* **ASSIGNMENT**: All entries are to be printed again exactly, with their images omitted.

[[ TASK INPUT, beginning ]]

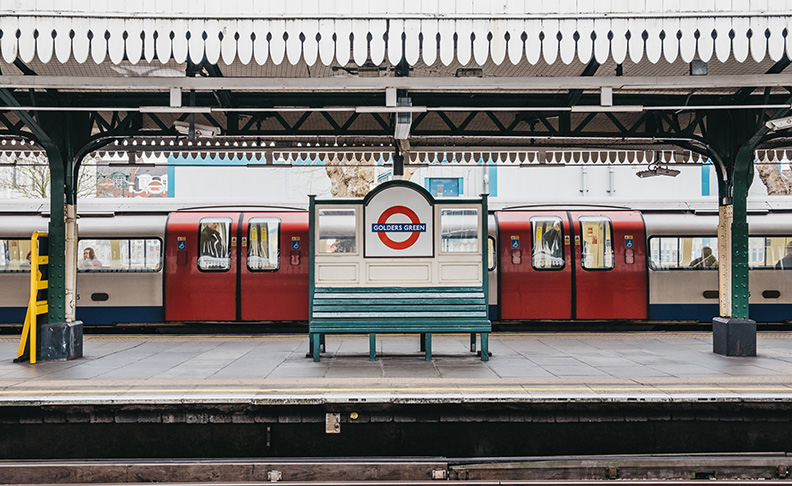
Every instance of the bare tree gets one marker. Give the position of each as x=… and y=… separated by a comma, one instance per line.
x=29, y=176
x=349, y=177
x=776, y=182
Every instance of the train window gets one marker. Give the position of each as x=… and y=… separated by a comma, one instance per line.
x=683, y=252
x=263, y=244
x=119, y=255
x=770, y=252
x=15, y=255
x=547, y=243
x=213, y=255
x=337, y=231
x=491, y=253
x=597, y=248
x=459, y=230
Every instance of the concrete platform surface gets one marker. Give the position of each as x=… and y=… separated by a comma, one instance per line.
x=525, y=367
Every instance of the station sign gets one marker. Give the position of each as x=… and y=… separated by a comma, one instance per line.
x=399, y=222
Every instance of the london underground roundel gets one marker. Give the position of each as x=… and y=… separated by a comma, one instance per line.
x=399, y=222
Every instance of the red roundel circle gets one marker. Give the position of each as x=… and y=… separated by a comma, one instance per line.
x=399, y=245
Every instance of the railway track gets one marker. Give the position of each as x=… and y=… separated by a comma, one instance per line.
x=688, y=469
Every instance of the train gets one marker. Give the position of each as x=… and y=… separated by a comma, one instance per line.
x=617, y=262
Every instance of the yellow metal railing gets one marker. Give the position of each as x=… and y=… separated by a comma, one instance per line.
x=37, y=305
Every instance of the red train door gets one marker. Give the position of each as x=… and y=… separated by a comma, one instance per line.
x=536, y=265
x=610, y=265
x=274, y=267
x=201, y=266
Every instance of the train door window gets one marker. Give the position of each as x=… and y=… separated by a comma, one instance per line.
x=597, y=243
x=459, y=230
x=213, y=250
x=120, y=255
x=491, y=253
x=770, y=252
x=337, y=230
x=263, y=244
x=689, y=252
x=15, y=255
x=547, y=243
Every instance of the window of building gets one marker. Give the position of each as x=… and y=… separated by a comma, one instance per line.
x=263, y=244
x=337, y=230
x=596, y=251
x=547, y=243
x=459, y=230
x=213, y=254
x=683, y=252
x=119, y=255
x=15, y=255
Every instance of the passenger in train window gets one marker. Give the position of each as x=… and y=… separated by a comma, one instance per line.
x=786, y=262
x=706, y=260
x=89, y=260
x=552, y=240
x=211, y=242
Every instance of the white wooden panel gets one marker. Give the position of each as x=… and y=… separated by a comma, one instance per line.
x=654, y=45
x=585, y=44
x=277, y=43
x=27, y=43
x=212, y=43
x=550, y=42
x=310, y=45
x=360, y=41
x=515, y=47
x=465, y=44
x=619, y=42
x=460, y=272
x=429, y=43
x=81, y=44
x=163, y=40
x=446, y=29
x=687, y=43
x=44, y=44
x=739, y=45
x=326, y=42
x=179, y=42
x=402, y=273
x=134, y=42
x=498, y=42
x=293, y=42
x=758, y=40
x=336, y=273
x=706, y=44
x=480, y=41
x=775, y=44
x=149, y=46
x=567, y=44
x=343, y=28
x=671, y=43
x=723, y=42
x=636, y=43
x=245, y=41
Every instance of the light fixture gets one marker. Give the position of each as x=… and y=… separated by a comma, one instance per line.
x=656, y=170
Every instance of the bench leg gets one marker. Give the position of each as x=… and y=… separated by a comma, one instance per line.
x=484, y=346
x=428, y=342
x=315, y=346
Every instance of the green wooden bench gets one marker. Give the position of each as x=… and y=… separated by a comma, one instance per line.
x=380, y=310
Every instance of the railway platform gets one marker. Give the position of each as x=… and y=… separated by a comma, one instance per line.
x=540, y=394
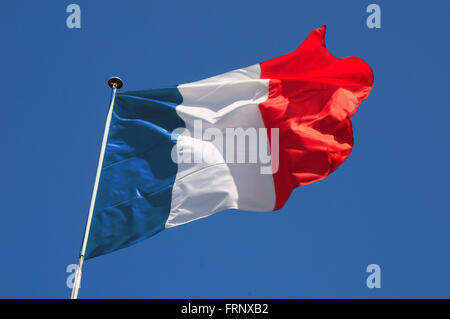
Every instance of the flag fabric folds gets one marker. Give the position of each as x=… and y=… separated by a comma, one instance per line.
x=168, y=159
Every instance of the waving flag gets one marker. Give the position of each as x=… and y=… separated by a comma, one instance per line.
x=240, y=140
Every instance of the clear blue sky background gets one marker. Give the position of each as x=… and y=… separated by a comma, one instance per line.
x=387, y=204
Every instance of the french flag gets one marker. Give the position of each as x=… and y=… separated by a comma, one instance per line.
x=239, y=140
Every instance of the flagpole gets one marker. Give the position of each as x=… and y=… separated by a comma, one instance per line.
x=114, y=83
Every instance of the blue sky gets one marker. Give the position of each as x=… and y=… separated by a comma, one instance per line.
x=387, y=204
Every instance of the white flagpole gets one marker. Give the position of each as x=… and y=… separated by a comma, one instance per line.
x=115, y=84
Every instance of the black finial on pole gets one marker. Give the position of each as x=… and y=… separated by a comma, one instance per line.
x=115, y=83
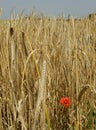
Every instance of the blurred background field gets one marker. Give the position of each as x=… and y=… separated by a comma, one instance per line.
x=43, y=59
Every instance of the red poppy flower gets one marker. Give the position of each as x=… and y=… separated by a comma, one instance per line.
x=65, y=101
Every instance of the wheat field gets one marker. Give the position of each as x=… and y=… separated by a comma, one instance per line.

[[ TASK INPUT, end ]]

* **SOLUTION TO THIS PROBLEM**:
Every instance of the bare tree gets one marker. Give the position of each as x=… and y=… separated by a comma, one instance per line.
x=29, y=176
x=349, y=177
x=776, y=182
Every instance of the train window gets one marker. Give the position of each as x=… and y=… separated by a comma, one instance per line.
x=683, y=252
x=263, y=244
x=119, y=255
x=770, y=252
x=15, y=255
x=547, y=243
x=213, y=255
x=337, y=231
x=491, y=253
x=597, y=248
x=459, y=230
Every instance of the concrete platform surface gets one marker. Give the position of each as x=… and y=… separated by a comma, one instance per line.
x=525, y=367
Every instance of the station sign gets one marker. Give the position of each as x=… and y=… separated by a comma, one instance per line.
x=399, y=222
Every instance of the london underground roundel gets one marker. Give the position of each as x=… and y=… separated by a comma, one instance per line.
x=399, y=222
Every instance of the red roundel circle gets one marker. Give the position of each as x=… and y=… separated by a comma, one instance per line.
x=399, y=245
Every instance of the railway track gets one marker. Give the position of each as x=… and y=… separated by a comma, one instance per line.
x=688, y=469
Every instance of the train gets one marker. Give the position of each as x=… and y=… separated by a comma, one instance per line.
x=617, y=262
Every instance of the yellow metal railing gets one marker. Give the position of each as x=… and y=… separated by a comma, one instance per line.
x=37, y=305
Every instance of the red train door gets one marker. Give the position of each as x=… and y=… separated by a comma, one instance per line.
x=536, y=265
x=610, y=265
x=274, y=267
x=201, y=266
Every instance of the train door window gets one marker. Give the position of each as x=… and y=… separated by a comma, one instance per line.
x=597, y=243
x=459, y=230
x=213, y=250
x=120, y=255
x=491, y=253
x=770, y=252
x=337, y=230
x=263, y=244
x=689, y=252
x=15, y=255
x=547, y=243
Every instance of the window of building gets one marker. Give the position of each as x=… and y=… separated by a comma, one instance per line.
x=263, y=244
x=337, y=230
x=596, y=251
x=547, y=243
x=459, y=230
x=213, y=254
x=683, y=252
x=119, y=255
x=15, y=255
Every instance of the passenger in train window gets one marker. Give the position of each as x=… and y=… separated by a comma, one instance per line.
x=786, y=262
x=706, y=260
x=89, y=260
x=552, y=240
x=211, y=242
Every instance of the white wooden panel gets one marker. Give the position of each as x=… and y=… separated by a comma, one instance per line.
x=654, y=45
x=585, y=44
x=277, y=43
x=27, y=43
x=212, y=43
x=550, y=42
x=310, y=45
x=360, y=41
x=515, y=47
x=465, y=44
x=619, y=42
x=460, y=272
x=429, y=43
x=81, y=44
x=163, y=40
x=446, y=29
x=687, y=43
x=44, y=44
x=739, y=45
x=326, y=42
x=179, y=42
x=402, y=273
x=134, y=42
x=498, y=42
x=293, y=42
x=758, y=40
x=336, y=273
x=706, y=44
x=480, y=41
x=775, y=44
x=149, y=46
x=567, y=44
x=343, y=28
x=671, y=43
x=723, y=42
x=636, y=43
x=245, y=41
Every instance of the light fixture gets one marker. Give the position of each as x=… and y=… separated by a comma, one instance per line.
x=656, y=170
Every instance of the bench leg gets one marker. Give the position of each as x=… and y=… separated by a comma, one instance per line.
x=484, y=346
x=428, y=342
x=315, y=346
Every instance of the green wooden bench gets one marker. Give the position of each as x=… and y=… separated by a comma, one instance per line.
x=380, y=310
Every instance of the railway platform gets one marker. Give the position of each as x=… and y=… separated by a comma, one instance per line.
x=540, y=394
Every instance of the flag fabric folds gets one marker. Give the position of each as x=… and y=… separated by a comma, one instance per line.
x=168, y=159
Every instance of the waving flag gets one marker. Give the position of each as x=… and y=… separated by a comma, one instance per line.
x=240, y=140
Every instance of the clear blue sky background gets one marker. Give the position of each as x=… and y=… separated by a comma, one instance per line.
x=387, y=204
Every instance of the french flag gets one marker. Give the position of each as x=… and y=… separated by a comma, one instance per line.
x=239, y=140
Every instance of the flagpole gets one marker. Give the position of each as x=… and y=… separated by a comma, one instance per line.
x=114, y=83
Every instance of the blue sky gets one marker. Give the position of each as x=… and y=… separated by a comma, one instance per line.
x=387, y=204
Every instance of the white flagpole gets one marker. Give the position of each as x=… and y=… separated by a comma, one instance per line.
x=115, y=84
Every instance of the black finial on pole gets one marker. Give the position of each as x=… and y=… separated by a comma, one instance per line.
x=115, y=83
Every instance of the blurred background field gets one marker. Give the position of each as x=… and y=… separated by a comma, one instance per line.
x=43, y=59
Every instance of the red poppy flower gets one marker. Give the position of each as x=… and y=… separated by a comma, one instance per line.
x=65, y=101
Every instance of the wheat field gets one marker. Give the position of each as x=… and y=… separated by a comma, one instance per line.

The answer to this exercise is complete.